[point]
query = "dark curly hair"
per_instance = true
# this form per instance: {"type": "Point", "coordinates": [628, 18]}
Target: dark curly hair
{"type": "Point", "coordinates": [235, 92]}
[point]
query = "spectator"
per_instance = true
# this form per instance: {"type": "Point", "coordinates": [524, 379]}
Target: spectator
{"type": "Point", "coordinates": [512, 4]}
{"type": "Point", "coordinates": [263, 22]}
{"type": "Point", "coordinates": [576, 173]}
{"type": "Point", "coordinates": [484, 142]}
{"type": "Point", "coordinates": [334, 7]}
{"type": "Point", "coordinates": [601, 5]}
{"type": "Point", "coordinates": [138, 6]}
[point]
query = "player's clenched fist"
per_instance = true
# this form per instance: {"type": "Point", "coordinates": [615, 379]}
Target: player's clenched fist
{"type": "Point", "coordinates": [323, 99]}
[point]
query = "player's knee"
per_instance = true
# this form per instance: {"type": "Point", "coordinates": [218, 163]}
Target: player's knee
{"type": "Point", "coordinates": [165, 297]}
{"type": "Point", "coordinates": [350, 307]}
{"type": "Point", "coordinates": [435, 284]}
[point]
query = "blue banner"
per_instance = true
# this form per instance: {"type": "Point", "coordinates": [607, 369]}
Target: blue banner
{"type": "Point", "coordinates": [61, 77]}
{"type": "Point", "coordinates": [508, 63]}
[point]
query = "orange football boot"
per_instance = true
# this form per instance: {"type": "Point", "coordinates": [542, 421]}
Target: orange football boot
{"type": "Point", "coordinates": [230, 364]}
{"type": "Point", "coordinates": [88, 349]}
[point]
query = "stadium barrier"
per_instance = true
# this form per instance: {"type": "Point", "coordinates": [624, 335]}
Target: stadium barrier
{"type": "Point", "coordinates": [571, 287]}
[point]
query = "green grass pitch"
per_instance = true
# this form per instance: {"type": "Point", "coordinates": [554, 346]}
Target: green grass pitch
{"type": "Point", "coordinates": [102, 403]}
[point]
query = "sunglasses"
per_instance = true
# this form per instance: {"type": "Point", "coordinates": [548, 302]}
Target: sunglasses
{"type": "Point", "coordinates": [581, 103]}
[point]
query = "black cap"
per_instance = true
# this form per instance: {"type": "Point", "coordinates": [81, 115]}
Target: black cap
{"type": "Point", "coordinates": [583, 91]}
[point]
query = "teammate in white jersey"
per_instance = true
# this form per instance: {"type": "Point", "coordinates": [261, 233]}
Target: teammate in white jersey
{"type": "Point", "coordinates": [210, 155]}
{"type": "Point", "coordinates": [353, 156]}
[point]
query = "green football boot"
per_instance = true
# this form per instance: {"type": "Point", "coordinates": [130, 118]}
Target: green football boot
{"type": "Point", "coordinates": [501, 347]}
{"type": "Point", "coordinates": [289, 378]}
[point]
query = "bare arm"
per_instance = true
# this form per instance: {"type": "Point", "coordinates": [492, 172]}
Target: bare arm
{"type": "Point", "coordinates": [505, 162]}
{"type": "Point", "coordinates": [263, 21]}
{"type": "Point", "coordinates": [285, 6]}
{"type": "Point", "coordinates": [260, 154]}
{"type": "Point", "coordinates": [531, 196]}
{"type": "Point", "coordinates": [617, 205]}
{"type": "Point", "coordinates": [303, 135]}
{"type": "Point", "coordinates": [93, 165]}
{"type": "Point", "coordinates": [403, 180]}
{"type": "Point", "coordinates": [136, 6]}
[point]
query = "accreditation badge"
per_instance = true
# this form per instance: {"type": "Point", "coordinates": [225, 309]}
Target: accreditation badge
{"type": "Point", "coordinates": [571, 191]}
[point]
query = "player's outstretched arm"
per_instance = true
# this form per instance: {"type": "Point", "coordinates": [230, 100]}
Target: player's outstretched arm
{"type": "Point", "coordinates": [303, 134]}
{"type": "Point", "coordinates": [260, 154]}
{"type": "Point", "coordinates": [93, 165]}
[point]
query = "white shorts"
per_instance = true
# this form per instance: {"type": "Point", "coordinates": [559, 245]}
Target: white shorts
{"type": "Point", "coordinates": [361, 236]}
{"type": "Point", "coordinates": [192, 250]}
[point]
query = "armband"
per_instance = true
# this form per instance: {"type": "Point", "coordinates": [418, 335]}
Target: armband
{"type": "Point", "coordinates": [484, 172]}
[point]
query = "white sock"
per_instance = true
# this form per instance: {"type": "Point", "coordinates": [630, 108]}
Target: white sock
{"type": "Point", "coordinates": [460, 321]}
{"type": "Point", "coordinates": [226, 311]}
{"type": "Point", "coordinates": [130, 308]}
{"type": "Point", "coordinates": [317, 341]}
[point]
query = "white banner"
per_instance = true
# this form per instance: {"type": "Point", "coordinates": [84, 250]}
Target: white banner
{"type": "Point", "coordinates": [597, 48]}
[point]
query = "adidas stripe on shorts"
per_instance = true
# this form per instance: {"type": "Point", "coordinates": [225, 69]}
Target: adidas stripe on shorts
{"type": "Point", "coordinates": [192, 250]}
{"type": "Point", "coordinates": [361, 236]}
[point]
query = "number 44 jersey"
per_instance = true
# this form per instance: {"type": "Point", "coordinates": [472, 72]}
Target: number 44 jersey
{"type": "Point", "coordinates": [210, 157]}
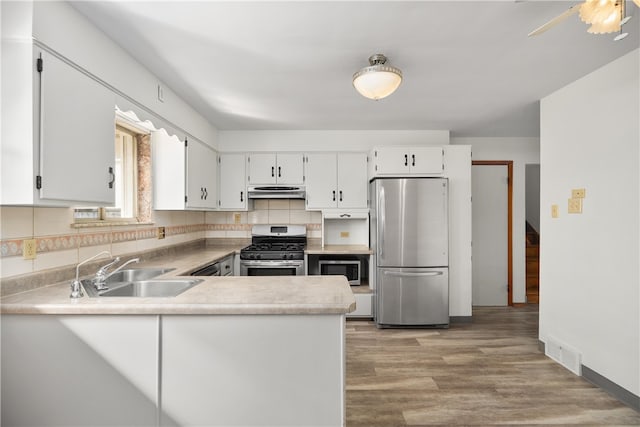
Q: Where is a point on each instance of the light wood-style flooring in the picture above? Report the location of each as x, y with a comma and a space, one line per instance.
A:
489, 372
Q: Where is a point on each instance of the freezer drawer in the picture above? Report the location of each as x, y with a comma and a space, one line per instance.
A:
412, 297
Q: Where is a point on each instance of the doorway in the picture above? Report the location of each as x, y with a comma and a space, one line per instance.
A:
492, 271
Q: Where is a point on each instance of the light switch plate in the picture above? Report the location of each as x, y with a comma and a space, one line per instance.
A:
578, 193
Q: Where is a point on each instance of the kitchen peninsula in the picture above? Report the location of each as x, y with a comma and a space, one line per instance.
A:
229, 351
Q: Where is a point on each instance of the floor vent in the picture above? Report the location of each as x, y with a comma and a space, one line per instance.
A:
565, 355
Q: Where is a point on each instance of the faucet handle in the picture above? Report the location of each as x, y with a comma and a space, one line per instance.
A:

..........

**BRIEF:** Reproduce the data verbatim. Do not carry any picture into the copy.

**TASK ANSWER:**
[point]
query = "dark curly hair"
per_instance = true
# this form per instance: {"type": "Point", "coordinates": [628, 18]}
Target: dark curly hair
{"type": "Point", "coordinates": [235, 92]}
[point]
query = "spectator"
per_instance = true
# this form per instance: {"type": "Point", "coordinates": [524, 379]}
Target: spectator
{"type": "Point", "coordinates": [512, 4]}
{"type": "Point", "coordinates": [263, 22]}
{"type": "Point", "coordinates": [576, 173]}
{"type": "Point", "coordinates": [484, 142]}
{"type": "Point", "coordinates": [334, 7]}
{"type": "Point", "coordinates": [601, 5]}
{"type": "Point", "coordinates": [138, 6]}
[point]
query = "player's clenched fist"
per_instance = true
# this form per instance: {"type": "Point", "coordinates": [615, 379]}
Target: player's clenched fist
{"type": "Point", "coordinates": [323, 99]}
[point]
query = "player's knee"
per_instance = true
# this form per instance: {"type": "Point", "coordinates": [218, 163]}
Target: player's knee
{"type": "Point", "coordinates": [165, 297]}
{"type": "Point", "coordinates": [350, 307]}
{"type": "Point", "coordinates": [435, 284]}
[point]
query = "blue banner"
per_instance = true
# this form per instance: {"type": "Point", "coordinates": [607, 369]}
Target: blue banner
{"type": "Point", "coordinates": [61, 77]}
{"type": "Point", "coordinates": [508, 63]}
[point]
query = "orange football boot"
per_instance = true
# this form per instance: {"type": "Point", "coordinates": [542, 421]}
Target: orange football boot
{"type": "Point", "coordinates": [230, 364]}
{"type": "Point", "coordinates": [88, 349]}
[point]
query = "stadium barrier"
per_instance = true
# this form per instance: {"type": "Point", "coordinates": [624, 335]}
Target: stadium barrier
{"type": "Point", "coordinates": [571, 287]}
[point]
query = "green grass pitch"
per_instance = true
# this form per instance: {"type": "Point", "coordinates": [554, 346]}
Target: green grass pitch
{"type": "Point", "coordinates": [102, 403]}
[point]
query = "sunglasses"
per_instance = true
# this form per instance: {"type": "Point", "coordinates": [548, 302]}
Target: sunglasses
{"type": "Point", "coordinates": [581, 103]}
[point]
query = "black cap"
per_instance = true
# this form per instance: {"type": "Point", "coordinates": [81, 115]}
Target: black cap
{"type": "Point", "coordinates": [583, 91]}
[point]
query = "teammate in white jersey"
per_instance = true
# this form per instance: {"type": "Point", "coordinates": [261, 233]}
Target: teammate in white jersey
{"type": "Point", "coordinates": [210, 155]}
{"type": "Point", "coordinates": [353, 156]}
[point]
query = "green football boot"
per_instance = true
# this form per instance: {"type": "Point", "coordinates": [130, 118]}
Target: green football boot
{"type": "Point", "coordinates": [501, 347]}
{"type": "Point", "coordinates": [289, 378]}
[point]
query = "bare arm"
per_instance = true
# this form per instance: {"type": "Point", "coordinates": [492, 172]}
Target: bare arm
{"type": "Point", "coordinates": [505, 162]}
{"type": "Point", "coordinates": [263, 21]}
{"type": "Point", "coordinates": [285, 6]}
{"type": "Point", "coordinates": [260, 154]}
{"type": "Point", "coordinates": [531, 196]}
{"type": "Point", "coordinates": [617, 205]}
{"type": "Point", "coordinates": [303, 135]}
{"type": "Point", "coordinates": [93, 165]}
{"type": "Point", "coordinates": [403, 180]}
{"type": "Point", "coordinates": [136, 6]}
[point]
query = "accreditation badge"
per_instance = true
# this form per instance: {"type": "Point", "coordinates": [225, 309]}
Target: accreditation badge
{"type": "Point", "coordinates": [571, 191]}
[point]
query = "player's outstretched arm"
per_instance = true
# this form per instance: {"type": "Point", "coordinates": [230, 100]}
Target: player's outstretched arm
{"type": "Point", "coordinates": [303, 134]}
{"type": "Point", "coordinates": [260, 154]}
{"type": "Point", "coordinates": [93, 165]}
[point]
query = "white shorts"
per_instance = true
# this form per instance: {"type": "Point", "coordinates": [559, 245]}
Target: white shorts
{"type": "Point", "coordinates": [361, 236]}
{"type": "Point", "coordinates": [192, 250]}
[point]
query = "armband"
per_instance = true
# this form per instance: {"type": "Point", "coordinates": [418, 335]}
Target: armband
{"type": "Point", "coordinates": [484, 172]}
[point]
query = "white sock"
per_instance = true
# this form per instance: {"type": "Point", "coordinates": [630, 108]}
Target: white sock
{"type": "Point", "coordinates": [460, 321]}
{"type": "Point", "coordinates": [226, 311]}
{"type": "Point", "coordinates": [130, 308]}
{"type": "Point", "coordinates": [317, 341]}
[point]
query = "white banner"
per_instance = true
# this form per instance: {"type": "Point", "coordinates": [84, 250]}
Target: white banner
{"type": "Point", "coordinates": [597, 48]}
[point]
query = "adidas stripe on shorts"
per_instance = true
# this form per instance: {"type": "Point", "coordinates": [225, 69]}
Target: adidas stripe on shorts
{"type": "Point", "coordinates": [192, 250]}
{"type": "Point", "coordinates": [361, 236]}
[point]
query = "number 44 jersey"
per_instance = true
# this form per instance: {"type": "Point", "coordinates": [472, 72]}
Target: number 44 jersey
{"type": "Point", "coordinates": [210, 157]}
Q: Where is a point on each instance of the light wood-style flooring in the picture above? Report the location of each as x, y with a comma and a space, one line per instance.
A:
489, 372
Q: Where is a point on each instance of the freezer drawer in the picture above? Report the location of each as x, y with a comma and a space, one line per instance.
A:
412, 297
Q: Where is a point on each instance of the doorway in the picture above? Report the location of each as x, y with a comma and a space, one line per instance.
A:
492, 271
Q: Where is a point on each instance of the light switch plate in the picture above? Report the location of each as x, y with a comma and a space, one line per instance.
A:
578, 193
Q: Where is a point on each instance of the kitchen peninsula in the picture above? Report the location of each as x, y with a comma and a space, one line per instance.
A:
229, 351
Q: Where is a point on each instance of the floor vent in the picture above? Report the location of each as x, y with a comma and a space, one line per instance.
A:
565, 355
Q: Where is a point on each instance of the faucet handle in the picture above? Report the location of each as x, y with a comma and a space, one line per instance.
A:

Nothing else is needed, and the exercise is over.